Exercise details:
Pictures do not belong in the copy; quote every entry below exactly.

━━━ Task input ━━━

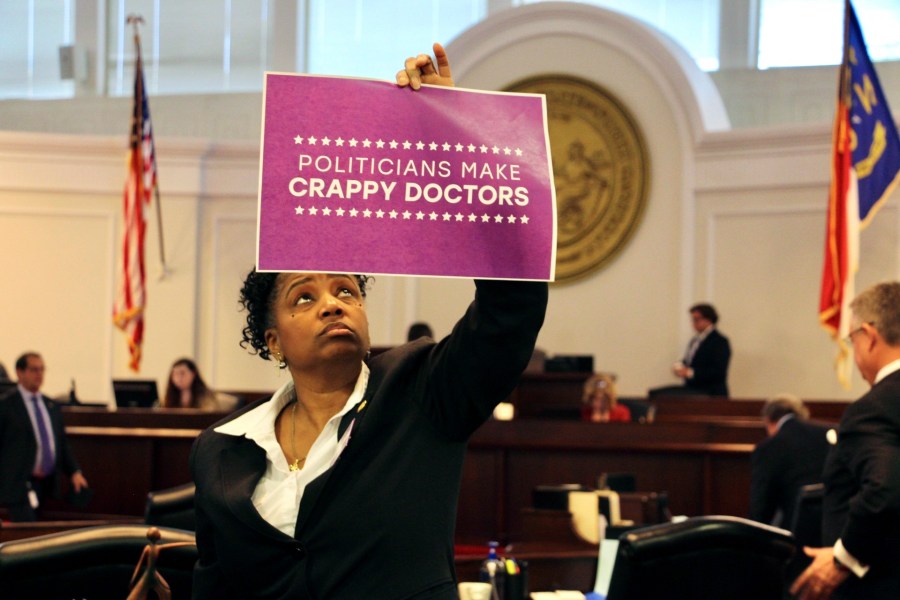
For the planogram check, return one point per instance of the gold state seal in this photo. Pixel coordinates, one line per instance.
(600, 168)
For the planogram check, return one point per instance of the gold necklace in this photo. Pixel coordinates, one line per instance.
(294, 466)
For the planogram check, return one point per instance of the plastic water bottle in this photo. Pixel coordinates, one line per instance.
(493, 571)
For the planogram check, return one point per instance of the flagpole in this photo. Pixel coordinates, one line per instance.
(136, 20)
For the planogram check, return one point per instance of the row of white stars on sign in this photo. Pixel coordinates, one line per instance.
(407, 145)
(408, 216)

━━━

Exercise response:
For the planogram check, return one point per instance of the gold state seal in this photo. Pixel coordinates, one line per instance.
(600, 168)
For the planogram check, return one point per instance of the gold necklace in this photo. Pixel coordinates, one line per instance.
(294, 466)
For the planogram check, return one point per instance of the plastic water bottle in this photo. Pixel coordinates, one line per instance.
(493, 571)
For the planogram check, return one point per instance of the flagpole in this photo. Pixel coordinates, one line per instance.
(136, 20)
For the planogram check, return one point per instance of the row of white stars on sign in this photo. Pixel coordinates, one line per instance.
(407, 145)
(408, 216)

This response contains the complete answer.